Question: Individual annotations vs One large annotation (conceptual riddle for the interested)
Gunnar Wrobel
wrobel at horde.org
Tue Oct 11 15:38:18 CEST 2011
Quoting "Georg C. F. Greve" <greve at kolabsys.com>:
> On Tuesday 11 October 2011 14.14:29 Gunnar Wrobel wrote:
>> Why call it "braindead"?
>
> Because it does not provide free/busy, web interface, mobile phone
> synchronization or anything else that makes up a groupware system and that
> people expect to have today.
But that is an unfair comparison :) I would compare Google IMAP with
what we have with our Cyrus IMAP on the Kolab server. Of course I
could install free/busy, a web interface and mobile phone
synchronization for Google IMAP as a backend as well - assuming the
Kolab format would support an annotation-less mode.
> It's pure storage with no logic, thus braindead.
+ + + + +
**Job 1**
From the message about annotations, copy the part that opens with the words containing "But that is" and closes with "logic, thus braindead.".
**Job 2**
Using the message about annotations, decide whether each statement agrees with it, answering yes or no and quoting the deciding words. (a) Wrobel would compare Google IMAP with the Cyrus IMAP on the Kolab server. (b) The message was sent on a Monday. (c) Wrobel's point depends on the Kolab format supporting an annotation-less mode.

**Given data**
+ + + + +
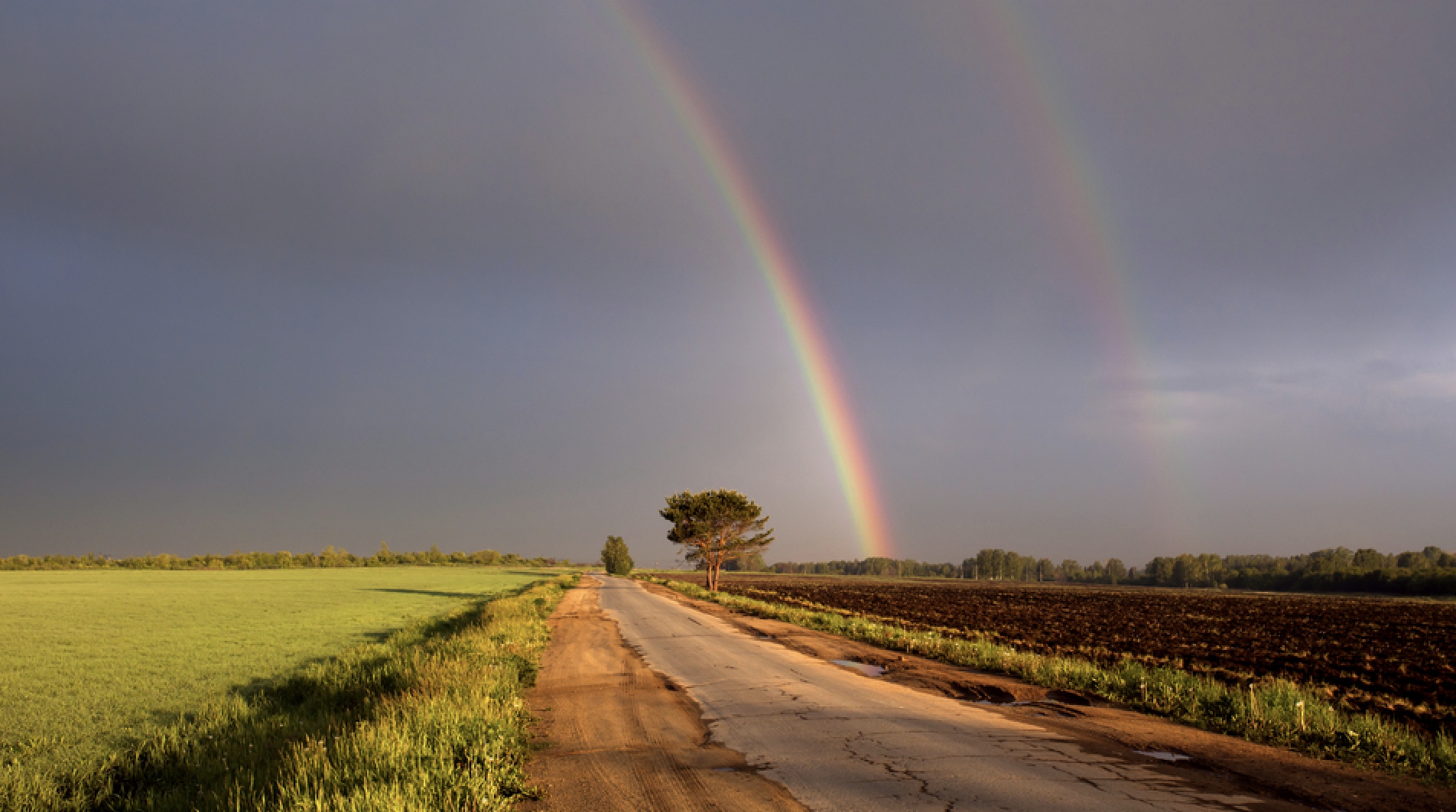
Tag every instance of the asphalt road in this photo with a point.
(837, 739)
+ + + + +
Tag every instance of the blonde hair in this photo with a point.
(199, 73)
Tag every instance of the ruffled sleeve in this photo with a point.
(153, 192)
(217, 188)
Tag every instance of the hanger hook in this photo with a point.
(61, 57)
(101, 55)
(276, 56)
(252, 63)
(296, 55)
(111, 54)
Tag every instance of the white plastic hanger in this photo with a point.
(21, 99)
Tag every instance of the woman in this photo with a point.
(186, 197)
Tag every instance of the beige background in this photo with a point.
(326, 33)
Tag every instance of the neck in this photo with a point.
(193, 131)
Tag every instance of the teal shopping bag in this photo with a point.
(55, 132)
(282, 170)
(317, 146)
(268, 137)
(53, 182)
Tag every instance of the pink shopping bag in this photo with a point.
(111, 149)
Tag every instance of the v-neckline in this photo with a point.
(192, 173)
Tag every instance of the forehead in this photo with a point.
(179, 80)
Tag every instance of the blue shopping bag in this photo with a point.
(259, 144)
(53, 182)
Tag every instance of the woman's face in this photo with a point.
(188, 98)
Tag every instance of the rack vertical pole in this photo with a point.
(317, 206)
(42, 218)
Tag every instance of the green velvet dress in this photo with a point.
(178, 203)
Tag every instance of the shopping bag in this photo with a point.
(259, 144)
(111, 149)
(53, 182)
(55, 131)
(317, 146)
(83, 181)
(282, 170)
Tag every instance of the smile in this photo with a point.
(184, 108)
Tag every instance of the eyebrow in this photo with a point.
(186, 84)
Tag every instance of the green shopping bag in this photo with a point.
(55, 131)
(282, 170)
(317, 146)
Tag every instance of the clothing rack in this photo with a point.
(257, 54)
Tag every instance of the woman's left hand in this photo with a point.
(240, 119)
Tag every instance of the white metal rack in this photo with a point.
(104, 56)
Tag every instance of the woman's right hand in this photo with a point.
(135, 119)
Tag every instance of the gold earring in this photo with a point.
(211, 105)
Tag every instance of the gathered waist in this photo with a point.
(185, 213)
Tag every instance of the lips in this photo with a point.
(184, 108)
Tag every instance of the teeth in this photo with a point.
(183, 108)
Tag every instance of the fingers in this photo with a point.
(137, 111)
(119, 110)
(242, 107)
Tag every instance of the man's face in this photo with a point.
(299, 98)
+ + + + +
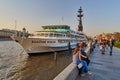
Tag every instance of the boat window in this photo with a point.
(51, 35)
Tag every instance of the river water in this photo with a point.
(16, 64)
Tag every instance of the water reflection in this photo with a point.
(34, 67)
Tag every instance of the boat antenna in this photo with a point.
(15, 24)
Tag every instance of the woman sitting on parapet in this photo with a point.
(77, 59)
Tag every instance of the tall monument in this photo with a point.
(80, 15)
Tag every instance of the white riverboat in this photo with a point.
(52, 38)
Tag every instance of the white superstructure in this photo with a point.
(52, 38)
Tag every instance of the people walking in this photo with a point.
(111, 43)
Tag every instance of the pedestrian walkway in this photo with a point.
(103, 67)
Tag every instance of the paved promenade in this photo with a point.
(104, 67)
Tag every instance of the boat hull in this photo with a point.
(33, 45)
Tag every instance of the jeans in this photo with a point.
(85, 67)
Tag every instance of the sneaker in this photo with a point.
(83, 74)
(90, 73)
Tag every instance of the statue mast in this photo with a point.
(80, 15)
+ + + + +
**Exercise answer 1**
But that is an unfair comparison :) I would compare Google IMAP with
what we have with our Cyrus IMAP on the Kolab server. Of course I
could install free/busy, a web interface and mobile phone
synchronization for Google IMAP as a backend as well - assuming the
Kolab format would support an annotation-less mode.
> It's pure storage with no logic, thus braindead.

**Exercise answer 2**
(a) Yes: "I would compare Google IMAP with what we have with our Cyrus IMAP on the Kolab server."
(b) No: "Tue Oct 11 15:38:18 CEST 2011"
(c) Yes: "assuming the Kolab format would support an annotation-less mode."